- _Task to complete_:
Write out exactly, please, the lines from the one containing "Query: small tree" to the end of the material.

[Pointing dataset records]
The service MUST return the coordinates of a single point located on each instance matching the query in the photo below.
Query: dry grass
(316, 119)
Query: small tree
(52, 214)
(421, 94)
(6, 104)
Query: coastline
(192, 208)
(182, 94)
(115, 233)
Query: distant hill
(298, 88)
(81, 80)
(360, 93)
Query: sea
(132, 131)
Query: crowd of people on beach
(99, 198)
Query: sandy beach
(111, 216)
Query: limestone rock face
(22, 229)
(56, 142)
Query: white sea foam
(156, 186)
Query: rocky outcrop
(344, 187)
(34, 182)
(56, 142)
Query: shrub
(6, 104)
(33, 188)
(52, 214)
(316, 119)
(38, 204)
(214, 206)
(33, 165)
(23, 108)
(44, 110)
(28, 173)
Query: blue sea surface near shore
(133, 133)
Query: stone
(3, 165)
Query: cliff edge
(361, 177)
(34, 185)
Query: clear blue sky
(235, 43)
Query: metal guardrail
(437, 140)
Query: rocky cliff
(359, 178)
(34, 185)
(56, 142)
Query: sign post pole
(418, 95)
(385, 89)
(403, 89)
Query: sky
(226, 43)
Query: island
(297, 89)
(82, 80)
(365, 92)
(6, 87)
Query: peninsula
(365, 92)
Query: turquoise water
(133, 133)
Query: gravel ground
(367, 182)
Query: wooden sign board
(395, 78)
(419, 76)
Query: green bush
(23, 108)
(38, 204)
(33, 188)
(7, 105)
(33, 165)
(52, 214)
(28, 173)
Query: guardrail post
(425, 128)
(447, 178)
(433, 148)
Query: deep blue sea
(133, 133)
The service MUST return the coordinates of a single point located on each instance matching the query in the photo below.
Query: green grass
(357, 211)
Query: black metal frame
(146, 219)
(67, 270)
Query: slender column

- _Exercise response_:
Query: small tree
(52, 214)
(421, 94)
(6, 104)
Query: coastline
(192, 208)
(182, 94)
(115, 233)
Query: distant hill
(298, 88)
(81, 80)
(360, 93)
Query: sea
(132, 131)
Query: crowd of people on beach
(99, 198)
Query: sandy beach
(111, 216)
Query: limestone rock face
(22, 229)
(56, 142)
Query: white sea foam
(156, 186)
Query: rocky outcrop
(344, 187)
(34, 182)
(56, 142)
Query: shrub
(6, 104)
(33, 188)
(52, 214)
(316, 119)
(38, 204)
(214, 206)
(33, 165)
(23, 108)
(44, 110)
(28, 173)
Query: blue sea surface near shore
(133, 133)
Query: stone
(3, 165)
Query: cliff edge
(361, 177)
(34, 185)
Query: clear blue sky
(235, 43)
Query: metal guardrail
(437, 140)
Query: rocky cliff
(359, 178)
(34, 185)
(56, 142)
Query: sign post pole
(418, 95)
(385, 89)
(403, 89)
Query: sky
(226, 43)
Query: island
(297, 89)
(82, 80)
(365, 92)
(6, 87)
Query: peninsula
(365, 92)
Query: turquoise water
(133, 133)
Query: gravel ground
(367, 182)
Query: wooden sign board
(395, 78)
(419, 76)
Query: green bush
(23, 108)
(38, 204)
(33, 188)
(7, 105)
(33, 165)
(52, 214)
(28, 173)
Query: guardrail post
(425, 128)
(447, 178)
(433, 148)
Query: deep blue sea
(133, 133)
The service MUST return the coordinates of a single point located on each instance matching the query in the photo below.
Query: green grass
(357, 211)
Query: black metal frame
(146, 219)
(67, 270)
Query: slender column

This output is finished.